The request:
Rewrite the stretch of data from the line containing "Please drop a marker on every instance of the eyeglasses" through the end of the data, replacing "eyeglasses" with "reading glasses" and leaving everything else unchanged.

Material for this exercise:
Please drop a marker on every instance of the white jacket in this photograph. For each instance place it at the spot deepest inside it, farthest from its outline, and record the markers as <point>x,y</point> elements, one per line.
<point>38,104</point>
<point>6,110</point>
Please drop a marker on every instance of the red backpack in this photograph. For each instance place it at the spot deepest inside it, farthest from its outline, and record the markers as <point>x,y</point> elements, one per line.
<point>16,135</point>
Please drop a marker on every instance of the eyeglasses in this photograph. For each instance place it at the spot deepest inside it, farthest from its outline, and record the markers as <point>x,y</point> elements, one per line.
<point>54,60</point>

Response below:
Please drop a marker on every instance of the reading glasses in this photograph. For each instance place it at the spot deepest inside it, farthest from its outline, and record the markers as <point>x,y</point> elements, one per line.
<point>54,60</point>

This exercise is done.